* _INSTRUCTION_
Can you rewrite every line of the listing below, requests included, and shift the answer points by adding 63 to each x and y coordinate?

* _Coordinate annotation records_
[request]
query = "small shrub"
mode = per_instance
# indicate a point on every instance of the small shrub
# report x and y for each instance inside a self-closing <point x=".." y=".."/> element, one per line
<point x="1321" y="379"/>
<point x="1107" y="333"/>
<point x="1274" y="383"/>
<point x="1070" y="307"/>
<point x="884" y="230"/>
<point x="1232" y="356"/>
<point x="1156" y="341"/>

* _THE ANSWER_
[request]
query = "small shrub"
mode = per_instance
# indicate a point on every instance of the small shrub
# report x and y for each instance inside a self-closing <point x=".." y=".."/> element, one per line
<point x="1384" y="442"/>
<point x="1170" y="396"/>
<point x="1337" y="446"/>
<point x="1133" y="370"/>
<point x="947" y="293"/>
<point x="1295" y="419"/>
<point x="1219" y="404"/>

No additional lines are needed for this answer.